Por Eduardo García Aguilar
Cada año salen centenares de novelas publicadas en
los países latinoamericanos, donde se abordan por lo regular temas
difíciles que afectan a cada pedazo del continente. Por lo regular se
refieren a la violencia generalizada, tragedias históricas, guerras,
dictaduras, masacres, injusticias, narcotráfico, pobreza y en otras
ocasiones temas que son la imagen de marca de cada terruño, o sea sus
glorias o personajes de leyenda.
El tango, Evita, Maradonna y el Che en Argentina,
Jorge Eliécer Gaitán, Pablo Escobar, Kid Pambelé o Tirofijo en Colombia,
la vida de las favelas, Pelé y el bossa nova en Brasil. De Perú o
México, países con historia milenaria, los temas son múltiples e
inagotables, indígenas, revoluciones, mariachis, campo, Cantinflas,
Maria Félix, la urbe, el vecindario del Chavo del Ocho y así
sucesivamente cada generación aborda sus dramas y frustraciones o los
orgullos patrios y el colorido folclórico.
También en su mayoría esas novelas son
autobiográficas. Cada quien cuenta su historia, sus dramas, la riqueza o
la pobreza vividas, la marginación, el racismo, la discriminación de
género, el asesinato de un ser querido o a veces la gloria o la ruina de
un familiar.
Y de todas esas novelas, las que tienen la fortuna
de ser publicadas y convertirse en libro son apenas la punta de un
iceberg enorme de obras en las que los autores invierten años de energía
e ilusión y que tal vez nunca serán publicadas. A veces los
descendientes descubren los manuscritos en los desvanes o las gavetas y
logran hacerlos publicar por alguna universidad o institución cultural o
con ayuda de su propio peculio.
Es normal que esto ocurra en un inmenso continente
donde hablan y escriben el idioma más de 500 millones de personas y
cuando en escuelas o en las propias casas circulan libros de autores
consagrados que son orgullos patrios desde el siglo XIX, ejemplos,
modelos, figuras que aparecen en estatuas o en nombres de plazas y
colegios. Amado Nervo, Rubén Darío, Julio Flórez o José Martí o
Alfonsina Storni, Gabriela Mistral, Victoria Ocampo o Clarice Lispector.
Aunque en muchas partes del mundo la escritura y el
escritor como tal han perdido el aura originada desde los tiempos
griegos y romanos y fortalecida durante el largo auge del humanismo
surgido desde el Renacimiento, en América Latina aun perviven esas
glorias como remanencias de un pasado que se resiste a morir. En medio
del deasastre y la mediocridad ambiente, algo queda del culto al
escribano, al clérigo, al poeta, al escritor, y causa aun en muchos
respeto el que lleva el papiro en la mano, el que pronuncia discursos o
esgrime el volumen impreso.
El inmenso y último impulso del culto al escritor y a
la producción literaria se dio en América Latina en la segunda mitad
del siglo XX con el éxito mundial de varios autores que como Neruda y
Miguel Angel Asturias, pasando por el poeta Octavio Paz y las estrellas
máximas del boom García Márquez y Vargas Llosa, fueron galardonados con
el Premio Nobel. Y eso sin contar a Borges, Carpentier o Rulfo
La reducción del analfabetismo aun reinante en la
primera mitad del siglo XX abrió las puertas a la escritura a inmensas
capas de la población y democratizó el ejercicio hasta llevarlo a la
impesionante proliferación de estos tiempos. Aunque el crítico o el
lector quisieran abarcar las obras escritas cada año, la tarea sería
imposible y utópica.

-------------------------

* TAREA PLANTEADA *
Según el texto de lectura, ¿cuántas personas hablan y escriben el idioma en el continente? Responde en una sola frase, por favor.

* MATERIAL PROPORCIONADO *
-------------------------

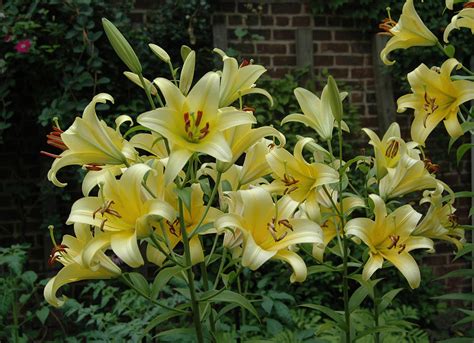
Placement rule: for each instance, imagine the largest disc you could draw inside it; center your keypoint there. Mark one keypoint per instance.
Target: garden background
(65, 59)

-------------------------

* RESPUESTA *
En el continente hablan y escriben el idioma más de 500 millones de personas.